▶ [Activity] All entries that follow are to be written out verbatim.
--------
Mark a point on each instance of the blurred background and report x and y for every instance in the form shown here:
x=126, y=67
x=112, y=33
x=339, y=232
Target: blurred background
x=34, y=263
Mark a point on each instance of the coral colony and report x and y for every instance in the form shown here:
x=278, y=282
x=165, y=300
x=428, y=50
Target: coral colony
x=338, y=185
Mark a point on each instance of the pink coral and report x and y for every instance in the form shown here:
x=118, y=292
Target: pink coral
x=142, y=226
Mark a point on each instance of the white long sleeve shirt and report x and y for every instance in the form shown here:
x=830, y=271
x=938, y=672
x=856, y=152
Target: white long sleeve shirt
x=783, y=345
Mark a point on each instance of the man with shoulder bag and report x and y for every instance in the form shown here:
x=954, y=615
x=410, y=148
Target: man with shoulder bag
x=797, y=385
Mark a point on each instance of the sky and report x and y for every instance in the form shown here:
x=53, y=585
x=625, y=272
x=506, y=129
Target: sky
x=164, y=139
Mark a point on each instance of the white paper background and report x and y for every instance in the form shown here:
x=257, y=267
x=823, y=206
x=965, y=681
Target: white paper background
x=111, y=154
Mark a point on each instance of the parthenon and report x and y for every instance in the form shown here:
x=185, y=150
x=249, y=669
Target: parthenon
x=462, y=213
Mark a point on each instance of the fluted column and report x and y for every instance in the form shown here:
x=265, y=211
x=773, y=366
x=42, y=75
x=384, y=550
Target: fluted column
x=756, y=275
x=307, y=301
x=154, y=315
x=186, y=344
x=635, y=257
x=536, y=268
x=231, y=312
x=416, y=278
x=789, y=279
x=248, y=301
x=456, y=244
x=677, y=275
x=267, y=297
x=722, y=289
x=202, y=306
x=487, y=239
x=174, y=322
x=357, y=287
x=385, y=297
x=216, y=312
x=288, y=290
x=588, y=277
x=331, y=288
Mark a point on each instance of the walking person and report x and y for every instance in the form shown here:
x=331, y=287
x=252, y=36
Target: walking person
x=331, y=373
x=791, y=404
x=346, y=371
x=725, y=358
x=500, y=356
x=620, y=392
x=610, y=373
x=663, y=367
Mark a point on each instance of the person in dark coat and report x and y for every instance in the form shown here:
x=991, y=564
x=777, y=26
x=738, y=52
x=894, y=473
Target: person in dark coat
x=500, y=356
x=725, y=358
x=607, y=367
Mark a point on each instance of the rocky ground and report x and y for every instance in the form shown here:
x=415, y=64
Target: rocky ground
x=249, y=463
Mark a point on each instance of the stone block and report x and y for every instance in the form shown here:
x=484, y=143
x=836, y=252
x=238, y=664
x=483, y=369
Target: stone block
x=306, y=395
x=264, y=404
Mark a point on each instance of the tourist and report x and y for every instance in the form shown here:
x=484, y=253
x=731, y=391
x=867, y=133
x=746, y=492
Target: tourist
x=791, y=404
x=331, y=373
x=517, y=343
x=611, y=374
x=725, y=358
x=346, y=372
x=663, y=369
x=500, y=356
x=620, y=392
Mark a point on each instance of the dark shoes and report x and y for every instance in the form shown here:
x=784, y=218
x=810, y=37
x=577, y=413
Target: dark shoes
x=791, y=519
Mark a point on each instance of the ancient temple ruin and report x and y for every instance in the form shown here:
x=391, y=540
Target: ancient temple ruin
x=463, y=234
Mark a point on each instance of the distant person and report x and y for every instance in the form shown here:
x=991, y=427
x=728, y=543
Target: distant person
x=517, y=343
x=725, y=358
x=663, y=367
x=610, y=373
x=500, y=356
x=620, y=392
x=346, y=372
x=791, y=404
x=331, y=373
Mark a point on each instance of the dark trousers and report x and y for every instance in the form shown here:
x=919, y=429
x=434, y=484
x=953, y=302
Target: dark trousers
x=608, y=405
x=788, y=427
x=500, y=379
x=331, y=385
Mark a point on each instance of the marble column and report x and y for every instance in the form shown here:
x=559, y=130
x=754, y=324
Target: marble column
--------
▶ [Output]
Mark a point on each instance of the blurred background and report x and y for every instance in the form shown here:
x=126, y=67
x=112, y=33
x=339, y=232
Target: blurred background
x=34, y=263
Mark a point on each instance of the coral colony and report x and y for every instance in the form shown here:
x=278, y=282
x=165, y=300
x=428, y=50
Target: coral colony
x=338, y=185
Mark a point on each instance of the pink coral and report x and y for every instance in the form shown here:
x=118, y=292
Target: pink coral
x=142, y=226
Mark a point on each instance of the white long sleeve shirt and report x and y for every instance in the form shown here:
x=830, y=271
x=938, y=672
x=856, y=152
Target: white long sleeve shirt
x=783, y=345
Mark a point on each instance of the man with shoulder bag and report x and y for every instance in the form shown here:
x=954, y=615
x=410, y=148
Target: man with shoulder bag
x=797, y=385
Mark a point on each instance of the sky and report x and y for every instance in the form shown here:
x=53, y=585
x=625, y=272
x=506, y=129
Target: sky
x=164, y=139
Mark a point on each instance of the white paper background and report x and y for every instance in the form shown here:
x=257, y=267
x=823, y=206
x=965, y=681
Target: white paper background
x=111, y=154
Mark a point on each instance of the parthenon and report x and y for every instance in the form shown here:
x=185, y=150
x=249, y=669
Target: parthenon
x=462, y=213
Mark a point on each instance of the fluted column and report x and y for every instance in the form shown here:
x=265, y=211
x=773, y=366
x=42, y=75
x=384, y=550
Target: fluted column
x=756, y=275
x=307, y=301
x=154, y=315
x=186, y=344
x=635, y=257
x=536, y=268
x=231, y=312
x=416, y=278
x=789, y=279
x=248, y=301
x=456, y=244
x=677, y=275
x=267, y=297
x=722, y=289
x=202, y=306
x=487, y=239
x=174, y=322
x=357, y=287
x=385, y=297
x=216, y=312
x=288, y=290
x=588, y=277
x=331, y=288
Mark a point on each instance of the walking person and report x and y for every instance in the form shown here:
x=331, y=287
x=252, y=36
Target: walking person
x=331, y=373
x=791, y=404
x=346, y=371
x=725, y=358
x=500, y=356
x=620, y=392
x=610, y=373
x=663, y=367
Mark a point on each instance of the person in dark coat and report x and y for every instance in the form shown here:
x=991, y=564
x=777, y=26
x=738, y=52
x=894, y=473
Target: person in dark coat
x=500, y=356
x=725, y=358
x=607, y=367
Mark a point on each instance of the rocky ground and report x and y for every instance in the form shown here:
x=415, y=64
Target: rocky ground
x=249, y=463
Mark a point on each instance of the stone block and report x and y for every instance in the form shown here:
x=484, y=143
x=836, y=252
x=238, y=664
x=483, y=369
Target: stone block
x=306, y=395
x=264, y=404
Mark a point on each instance of the tourist and report x and y for every instance in the form shown here:
x=484, y=253
x=731, y=391
x=867, y=133
x=746, y=492
Target: tourist
x=791, y=404
x=331, y=373
x=517, y=343
x=611, y=374
x=725, y=358
x=346, y=372
x=663, y=369
x=500, y=356
x=620, y=392
Mark a point on each instance of the dark shoes and report x and y for every instance in the form shown here:
x=784, y=218
x=810, y=37
x=577, y=413
Target: dark shoes
x=791, y=519
Mark a point on each instance of the ancient temple ruin and report x and y for every instance in the form shown here:
x=391, y=540
Target: ancient temple ruin
x=463, y=234
Mark a point on each instance of the distant person and report x and y for every instance in the form shown here:
x=991, y=427
x=728, y=543
Target: distant person
x=517, y=343
x=725, y=358
x=663, y=367
x=610, y=373
x=500, y=356
x=620, y=392
x=346, y=372
x=791, y=404
x=331, y=373
Mark a point on each instance of the dark trousers and report x and y for every instance in the form shown here:
x=919, y=429
x=434, y=484
x=953, y=302
Target: dark trousers
x=608, y=405
x=788, y=427
x=500, y=379
x=331, y=385
Mark a point on each instance of the marble column and report x and y for every instance in the form shown here:
x=559, y=130
x=754, y=324
Target: marble column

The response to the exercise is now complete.